Quand à l'histoire, elle parle de jeunes enfants livrés à eux mêmes après le départ de leur parents pour quelques jours invités chez le général Dourakine... Les enfants font d'énormes bêtises et les objets de la maison se révoltent... Entretemps les enfants font la connaissance d'un joyeux petit musicien : Ludovic.
Si vous avez l'âme poétique, que vous aimez rêver, et retrouvez votre âme d'enfant, alors ce livre est pour vous!
Là-Haut avant l'heure 10 étoiles

Si on se penche un peu aux matins blancs de mai,
On peut voir les maisons qui s’en vont nidifier.

L’un, palais fait de marbre au cou chargé de rides,
Avait trouvé l’amour, avait rempli son vide
Auprès d’une maison à l’allure bourgeoise,
Qui, coquette, changeait son épais maquillage
Et souvent ses bijoux pour un meilleur parage.

══════════════════════════════

__Consigne__
Transcrivez l'extrait du document à partir des mots « Si vous avez » et arrêtez-vous après « un meilleur parage. ».

══════════════════════════════

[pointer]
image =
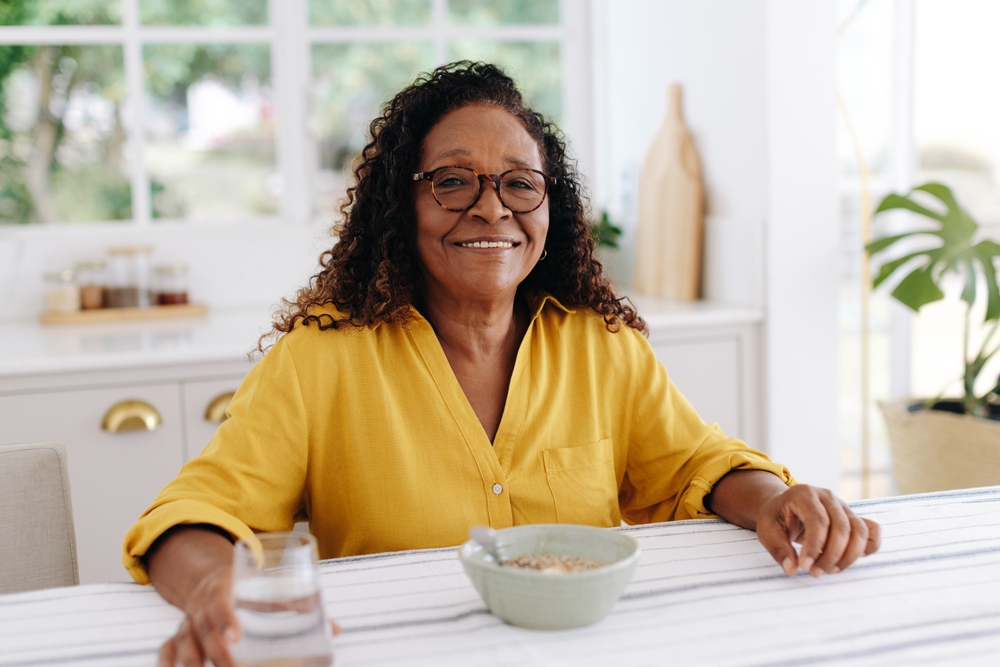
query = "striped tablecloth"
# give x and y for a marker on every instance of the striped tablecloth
(705, 593)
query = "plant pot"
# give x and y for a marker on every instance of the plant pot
(937, 450)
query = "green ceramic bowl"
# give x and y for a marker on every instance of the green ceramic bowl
(533, 599)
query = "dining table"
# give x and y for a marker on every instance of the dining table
(705, 593)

══════════════════════════════

__Réponse attendue__
Si vous avez l'âme poétique, que vous aimez rêver, et retrouvez votre âme d'enfant, alors ce livre est pour vous!
Là-Haut avant l'heure 10 étoiles

Si on se penche un peu aux matins blancs de mai,
On peut voir les maisons qui s’en vont nidifier.

L’un, palais fait de marbre au cou chargé de rides,
Avait trouvé l’amour, avait rempli son vide
Auprès d’une maison à l’allure bourgeoise,
Qui, coquette, changeait son épais maquillage
Et souvent ses bijoux pour un meilleur parage.